- [Text segment]:
- Opening Delimiter -
An Open Letter To Myself
What is privilege? Who is a privileged person?
Before going anywhere else, I am the one who tops my list.
My parents fed me well. They educated me. They vaccinated me. They completed my wishes without much ado. I didn’t work in a tea stall at the age of 8 so that my family doesn’t sleep hungry. In contrary to it, I have wasted food because its taste didn’t interest me.
I have had a comfortable life growing up which is a great fortune. I am privileged.
On my way back home from Batla house, I noticed families after families sleeping on the footpath. They shared a blanket that I would use to clean the floor and the whole group of mosquitoes were hovering around them. There could be rats underneath them. In fact, there were a lot of potential hazards that they were vulnerable to as they slept without a roof atop their head and without the gift I got without earning. It is called privilege.
These people aren’t privileged. But, I am.
As I type this on a laptop in my study in an air-conditioned room with a hot cup of tea on my desk, my room is full of things that I purchased but didn’t use to its full utility.
- Closing Delimiter -
(Saved entries)
- Opening Delimiter -
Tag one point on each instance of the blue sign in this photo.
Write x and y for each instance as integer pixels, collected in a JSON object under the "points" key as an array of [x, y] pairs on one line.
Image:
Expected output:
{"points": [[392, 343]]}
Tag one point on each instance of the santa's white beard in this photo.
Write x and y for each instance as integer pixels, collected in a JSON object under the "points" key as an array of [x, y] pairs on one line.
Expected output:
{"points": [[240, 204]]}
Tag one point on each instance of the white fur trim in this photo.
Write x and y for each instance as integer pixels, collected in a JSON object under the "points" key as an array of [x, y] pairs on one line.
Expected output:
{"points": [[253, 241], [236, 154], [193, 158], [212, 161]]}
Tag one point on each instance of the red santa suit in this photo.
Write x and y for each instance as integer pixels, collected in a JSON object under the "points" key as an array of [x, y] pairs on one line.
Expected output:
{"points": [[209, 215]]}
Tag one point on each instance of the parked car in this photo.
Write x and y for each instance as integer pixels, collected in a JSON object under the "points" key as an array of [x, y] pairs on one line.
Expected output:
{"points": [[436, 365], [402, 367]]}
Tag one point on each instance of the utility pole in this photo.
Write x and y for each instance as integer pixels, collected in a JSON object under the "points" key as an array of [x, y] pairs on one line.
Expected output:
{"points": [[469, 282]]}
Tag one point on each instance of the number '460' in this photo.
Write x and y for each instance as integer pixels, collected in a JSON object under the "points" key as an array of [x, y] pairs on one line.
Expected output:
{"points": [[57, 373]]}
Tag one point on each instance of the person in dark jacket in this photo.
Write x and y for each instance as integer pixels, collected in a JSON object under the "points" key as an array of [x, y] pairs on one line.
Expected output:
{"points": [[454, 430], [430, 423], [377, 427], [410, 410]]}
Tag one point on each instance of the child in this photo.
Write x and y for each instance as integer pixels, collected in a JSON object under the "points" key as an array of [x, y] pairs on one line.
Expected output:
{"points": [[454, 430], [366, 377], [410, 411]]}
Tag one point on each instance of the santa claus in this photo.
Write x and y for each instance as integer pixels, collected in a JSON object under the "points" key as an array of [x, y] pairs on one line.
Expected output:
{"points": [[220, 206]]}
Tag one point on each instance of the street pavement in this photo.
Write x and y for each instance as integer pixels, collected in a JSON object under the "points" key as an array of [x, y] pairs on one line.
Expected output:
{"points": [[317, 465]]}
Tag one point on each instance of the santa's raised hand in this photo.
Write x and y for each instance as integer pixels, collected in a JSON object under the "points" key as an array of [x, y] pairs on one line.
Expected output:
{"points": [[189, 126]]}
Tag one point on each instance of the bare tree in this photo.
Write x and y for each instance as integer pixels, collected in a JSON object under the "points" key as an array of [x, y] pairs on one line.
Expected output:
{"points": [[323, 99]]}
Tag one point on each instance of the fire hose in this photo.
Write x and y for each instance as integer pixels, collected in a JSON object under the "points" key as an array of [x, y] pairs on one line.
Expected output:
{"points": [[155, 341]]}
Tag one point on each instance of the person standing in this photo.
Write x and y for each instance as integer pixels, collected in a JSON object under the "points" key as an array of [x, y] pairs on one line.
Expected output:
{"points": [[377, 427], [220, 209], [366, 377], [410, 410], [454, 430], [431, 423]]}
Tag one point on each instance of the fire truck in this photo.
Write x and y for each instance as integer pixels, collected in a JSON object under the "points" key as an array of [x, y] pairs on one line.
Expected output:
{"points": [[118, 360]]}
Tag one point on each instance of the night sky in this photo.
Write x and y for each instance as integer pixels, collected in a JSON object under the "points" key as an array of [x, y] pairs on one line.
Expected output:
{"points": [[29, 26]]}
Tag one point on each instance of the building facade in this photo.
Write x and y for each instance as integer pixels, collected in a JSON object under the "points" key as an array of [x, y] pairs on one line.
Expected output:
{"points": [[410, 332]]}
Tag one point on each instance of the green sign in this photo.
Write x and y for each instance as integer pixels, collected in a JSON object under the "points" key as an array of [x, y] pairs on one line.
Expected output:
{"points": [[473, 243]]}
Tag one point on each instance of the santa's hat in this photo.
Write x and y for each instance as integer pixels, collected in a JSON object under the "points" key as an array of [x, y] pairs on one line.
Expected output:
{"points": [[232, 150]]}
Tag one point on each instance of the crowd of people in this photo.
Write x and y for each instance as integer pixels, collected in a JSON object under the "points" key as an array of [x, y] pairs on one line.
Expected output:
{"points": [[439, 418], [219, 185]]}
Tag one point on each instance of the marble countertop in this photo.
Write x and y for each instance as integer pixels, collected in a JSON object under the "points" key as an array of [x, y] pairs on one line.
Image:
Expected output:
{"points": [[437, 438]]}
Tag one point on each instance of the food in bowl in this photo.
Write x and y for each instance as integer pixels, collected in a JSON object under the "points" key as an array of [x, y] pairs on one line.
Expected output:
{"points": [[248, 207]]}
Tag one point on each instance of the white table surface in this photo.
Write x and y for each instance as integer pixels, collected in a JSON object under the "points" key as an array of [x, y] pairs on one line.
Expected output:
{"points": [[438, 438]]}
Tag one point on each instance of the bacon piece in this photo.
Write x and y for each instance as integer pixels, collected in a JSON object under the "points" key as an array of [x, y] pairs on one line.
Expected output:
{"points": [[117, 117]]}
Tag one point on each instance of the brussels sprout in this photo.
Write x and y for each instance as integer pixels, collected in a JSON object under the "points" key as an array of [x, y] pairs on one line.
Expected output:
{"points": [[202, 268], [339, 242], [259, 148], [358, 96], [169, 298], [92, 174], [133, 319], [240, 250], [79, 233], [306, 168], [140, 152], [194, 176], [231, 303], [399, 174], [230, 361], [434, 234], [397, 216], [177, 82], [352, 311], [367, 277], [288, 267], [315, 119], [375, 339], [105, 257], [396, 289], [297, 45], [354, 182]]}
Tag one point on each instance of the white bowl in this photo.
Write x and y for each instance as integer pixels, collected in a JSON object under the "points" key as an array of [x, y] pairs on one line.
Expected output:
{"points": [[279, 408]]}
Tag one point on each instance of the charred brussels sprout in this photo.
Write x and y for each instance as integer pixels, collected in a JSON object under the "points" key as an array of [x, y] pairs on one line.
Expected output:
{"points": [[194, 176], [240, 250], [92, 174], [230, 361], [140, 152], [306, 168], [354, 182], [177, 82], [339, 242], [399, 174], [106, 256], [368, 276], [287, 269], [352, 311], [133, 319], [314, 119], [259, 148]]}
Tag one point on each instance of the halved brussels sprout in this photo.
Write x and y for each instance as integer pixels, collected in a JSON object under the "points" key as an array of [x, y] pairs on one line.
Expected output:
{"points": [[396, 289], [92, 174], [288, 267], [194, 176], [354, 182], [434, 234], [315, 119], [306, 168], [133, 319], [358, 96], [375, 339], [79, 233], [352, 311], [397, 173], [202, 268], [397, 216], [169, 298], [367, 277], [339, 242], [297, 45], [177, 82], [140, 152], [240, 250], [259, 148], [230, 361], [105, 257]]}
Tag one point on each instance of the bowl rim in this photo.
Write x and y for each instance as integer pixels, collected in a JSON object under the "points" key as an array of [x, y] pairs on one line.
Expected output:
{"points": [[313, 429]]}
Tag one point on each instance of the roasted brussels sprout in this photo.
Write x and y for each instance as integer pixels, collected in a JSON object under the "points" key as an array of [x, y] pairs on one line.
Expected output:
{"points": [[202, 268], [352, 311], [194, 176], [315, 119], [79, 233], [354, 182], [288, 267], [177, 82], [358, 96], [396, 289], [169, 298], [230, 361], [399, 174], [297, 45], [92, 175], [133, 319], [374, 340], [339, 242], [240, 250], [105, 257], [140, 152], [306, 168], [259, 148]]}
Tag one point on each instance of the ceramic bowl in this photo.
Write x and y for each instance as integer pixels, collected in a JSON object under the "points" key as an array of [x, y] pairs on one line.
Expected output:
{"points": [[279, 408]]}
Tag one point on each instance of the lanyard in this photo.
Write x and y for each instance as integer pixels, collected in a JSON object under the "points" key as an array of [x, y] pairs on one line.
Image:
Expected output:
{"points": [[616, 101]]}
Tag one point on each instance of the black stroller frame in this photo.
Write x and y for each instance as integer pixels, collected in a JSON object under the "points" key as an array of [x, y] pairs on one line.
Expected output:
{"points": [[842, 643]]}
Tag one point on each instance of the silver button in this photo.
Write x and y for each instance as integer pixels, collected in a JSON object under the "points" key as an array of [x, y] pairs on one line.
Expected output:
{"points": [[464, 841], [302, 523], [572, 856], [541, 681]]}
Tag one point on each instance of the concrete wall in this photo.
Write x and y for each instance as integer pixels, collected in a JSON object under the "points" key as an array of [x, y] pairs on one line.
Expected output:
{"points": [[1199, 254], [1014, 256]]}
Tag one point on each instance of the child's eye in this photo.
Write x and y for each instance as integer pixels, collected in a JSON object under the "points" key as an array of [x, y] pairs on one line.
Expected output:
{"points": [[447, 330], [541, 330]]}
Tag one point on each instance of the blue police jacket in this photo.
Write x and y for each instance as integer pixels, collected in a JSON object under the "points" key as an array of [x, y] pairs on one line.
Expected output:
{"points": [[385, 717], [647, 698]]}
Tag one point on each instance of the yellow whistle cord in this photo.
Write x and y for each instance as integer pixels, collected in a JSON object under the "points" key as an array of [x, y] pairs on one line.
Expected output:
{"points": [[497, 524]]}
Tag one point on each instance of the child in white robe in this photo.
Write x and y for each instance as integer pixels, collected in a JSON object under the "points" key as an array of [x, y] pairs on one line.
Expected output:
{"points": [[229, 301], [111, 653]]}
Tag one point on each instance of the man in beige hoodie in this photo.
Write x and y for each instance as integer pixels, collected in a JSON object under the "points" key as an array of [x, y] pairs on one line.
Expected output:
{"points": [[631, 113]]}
- Closing Delimiter -
- [Exercise details]: Reproduce the passage of the open letter above, starting with "I have had a" and going on through "privileged. But, I am.".

- [Worked solution]:
I have had a comfortable life growing up which is a great fortune. I am privileged.
On my way back home from Batla house, I noticed families after families sleeping on the footpath. They shared a blanket that I would use to clean the floor and the whole group of mosquitoes were hovering around them. There could be rats underneath them. In fact, there were a lot of potential hazards that they were vulnerable to as they slept without a roof atop their head and without the gift I got without earning. It is called privilege.
These people aren’t privileged. But, I am.